Yapılacaklar ▸
(1) Verilen metinden "Bizlere düşen; şimdide" ile başlayıp "konstelasyon eğitiminden faydalanabilir?" ifadesine kadar uzanan bölümü hiçbir değişiklik yapmadan yazın.
(2) Verilen metne göre şu soruları kısaca yanıtlayın:
(a) İyi ya da kötü olarak ayırıp adlandırdığımız şeylerin neyini taşıyoruz?
(b) Gerçeği olduğu gibi görebilmek neyi ortadan kaldırır?
(c) Yeni bir bakış açısıyla anlaşılması gereken kutuplar hangi çiftler arasındadır?

Bugün nesiller boyunca gerçekleşen aktarımın günlük yaşantılarımıza yansıması kaçınılmaz ve yüzyıllar öncesinde yaşanan durumların, hallerin mirası. İyi ya da kötü olarak ayırdığımız ve adlandırdığımız şeylerin sorumluluğunu taşıyoruz.
Bizlere düşen; şimdide güçlenip, sorumluluk alıp, kadın ve erkek, fail ve mağdur, güç ve güçsüzlük arasındaki kutupları yeni bir bakış açısıyla anlamak. Gerçeği olduğu gibi görebilmek nevrozu ortadan kaldırır ve iyileşmenin başlaması için zemin hazırlar.
Kimler konstelasyon eğitiminden faydalanabilir?

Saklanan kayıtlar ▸
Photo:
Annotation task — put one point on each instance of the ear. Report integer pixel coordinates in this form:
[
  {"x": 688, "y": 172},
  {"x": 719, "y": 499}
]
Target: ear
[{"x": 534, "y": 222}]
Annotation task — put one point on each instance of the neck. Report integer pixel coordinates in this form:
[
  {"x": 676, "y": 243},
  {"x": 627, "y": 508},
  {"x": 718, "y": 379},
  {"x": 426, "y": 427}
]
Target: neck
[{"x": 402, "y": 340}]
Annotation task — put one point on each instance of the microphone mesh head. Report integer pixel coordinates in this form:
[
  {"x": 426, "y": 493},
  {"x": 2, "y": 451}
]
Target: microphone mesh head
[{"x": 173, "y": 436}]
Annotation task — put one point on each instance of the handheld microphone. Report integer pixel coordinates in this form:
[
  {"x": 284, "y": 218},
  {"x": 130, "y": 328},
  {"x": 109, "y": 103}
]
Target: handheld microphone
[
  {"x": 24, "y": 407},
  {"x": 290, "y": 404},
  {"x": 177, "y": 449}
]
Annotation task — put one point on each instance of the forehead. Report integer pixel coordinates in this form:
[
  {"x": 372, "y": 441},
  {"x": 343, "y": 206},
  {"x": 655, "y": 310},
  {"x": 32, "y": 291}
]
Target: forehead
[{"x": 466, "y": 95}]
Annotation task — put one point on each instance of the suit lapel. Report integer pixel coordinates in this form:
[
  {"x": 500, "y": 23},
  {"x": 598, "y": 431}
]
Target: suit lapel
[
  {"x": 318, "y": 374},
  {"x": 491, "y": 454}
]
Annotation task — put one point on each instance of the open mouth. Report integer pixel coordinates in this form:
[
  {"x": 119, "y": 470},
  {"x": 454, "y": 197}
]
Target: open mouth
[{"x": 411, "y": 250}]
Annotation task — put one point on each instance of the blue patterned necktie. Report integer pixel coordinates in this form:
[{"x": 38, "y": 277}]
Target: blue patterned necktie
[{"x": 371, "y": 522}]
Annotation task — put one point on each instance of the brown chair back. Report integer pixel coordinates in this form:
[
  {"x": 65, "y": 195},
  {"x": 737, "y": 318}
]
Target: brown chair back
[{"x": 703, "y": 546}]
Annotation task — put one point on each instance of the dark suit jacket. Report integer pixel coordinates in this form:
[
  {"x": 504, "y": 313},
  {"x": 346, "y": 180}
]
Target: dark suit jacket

Cevaplar ▸
(1)
Bizlere düşen; şimdide güçlenip, sorumluluk alıp, kadın ve erkek, fail ve mağdur, güç ve güçsüzlük arasındaki kutupları yeni bir bakış açısıyla anlamak. Gerçeği olduğu gibi görebilmek nevrozu ortadan kaldırır ve iyileşmenin başlaması için zemin hazırlar.
Kimler konstelasyon eğitiminden faydalanabilir?

(2)
(a) Sorumluluğunu taşıyoruz.
(b) Nevrozu ortadan kaldırır.
(c) Kadın ve erkek, fail ve mağdur, güç ve güçsüzlük arasındadır.